> _Work to do_
Rescale the lines that run from the one containing "Expected output: the position of each instance of the pebble" through the end of the records, and write them all out again with the requests included. Multiply each point coordinate in the answers by 1.35 and round to whole numbers, with halves rounding up.

> _Supplied data_
================================
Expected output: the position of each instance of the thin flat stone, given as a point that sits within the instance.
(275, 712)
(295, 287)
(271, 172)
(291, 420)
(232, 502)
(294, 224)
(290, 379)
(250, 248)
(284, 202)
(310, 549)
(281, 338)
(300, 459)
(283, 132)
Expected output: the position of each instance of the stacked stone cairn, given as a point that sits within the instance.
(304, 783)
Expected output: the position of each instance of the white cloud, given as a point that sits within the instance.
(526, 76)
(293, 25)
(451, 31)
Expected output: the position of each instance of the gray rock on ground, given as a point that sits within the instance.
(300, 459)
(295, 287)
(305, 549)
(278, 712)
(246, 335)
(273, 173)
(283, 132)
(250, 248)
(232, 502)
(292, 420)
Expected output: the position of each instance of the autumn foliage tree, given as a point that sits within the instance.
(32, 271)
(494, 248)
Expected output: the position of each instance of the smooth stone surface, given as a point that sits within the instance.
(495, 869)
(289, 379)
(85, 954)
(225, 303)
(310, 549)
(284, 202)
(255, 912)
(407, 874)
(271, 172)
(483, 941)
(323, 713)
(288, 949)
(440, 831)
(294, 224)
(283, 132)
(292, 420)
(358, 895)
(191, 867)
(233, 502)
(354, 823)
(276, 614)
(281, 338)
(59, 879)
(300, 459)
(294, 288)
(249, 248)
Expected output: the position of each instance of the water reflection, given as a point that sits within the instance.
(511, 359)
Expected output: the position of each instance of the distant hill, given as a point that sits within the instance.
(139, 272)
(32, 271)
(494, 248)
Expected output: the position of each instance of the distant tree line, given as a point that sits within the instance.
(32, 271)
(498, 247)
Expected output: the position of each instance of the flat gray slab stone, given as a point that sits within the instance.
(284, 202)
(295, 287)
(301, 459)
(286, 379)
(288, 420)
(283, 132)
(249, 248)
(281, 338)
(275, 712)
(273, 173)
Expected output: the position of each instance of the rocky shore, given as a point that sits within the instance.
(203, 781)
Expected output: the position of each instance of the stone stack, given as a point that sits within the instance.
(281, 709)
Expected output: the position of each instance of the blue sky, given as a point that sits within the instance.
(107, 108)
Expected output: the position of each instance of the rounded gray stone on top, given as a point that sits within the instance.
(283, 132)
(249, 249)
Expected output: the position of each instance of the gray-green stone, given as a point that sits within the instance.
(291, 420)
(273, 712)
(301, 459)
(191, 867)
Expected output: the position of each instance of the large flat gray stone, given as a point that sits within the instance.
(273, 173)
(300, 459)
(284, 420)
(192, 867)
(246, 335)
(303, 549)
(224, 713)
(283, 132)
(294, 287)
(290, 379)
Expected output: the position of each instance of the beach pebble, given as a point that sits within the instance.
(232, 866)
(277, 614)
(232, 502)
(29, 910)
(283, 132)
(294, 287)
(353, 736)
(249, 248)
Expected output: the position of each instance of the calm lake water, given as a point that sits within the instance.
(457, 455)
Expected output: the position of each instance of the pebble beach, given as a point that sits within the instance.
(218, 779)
================================
> _Answer in full_
Expected output: the position of each instance of the pebble beach, given as a point that sits within the instance.
(294, 1052)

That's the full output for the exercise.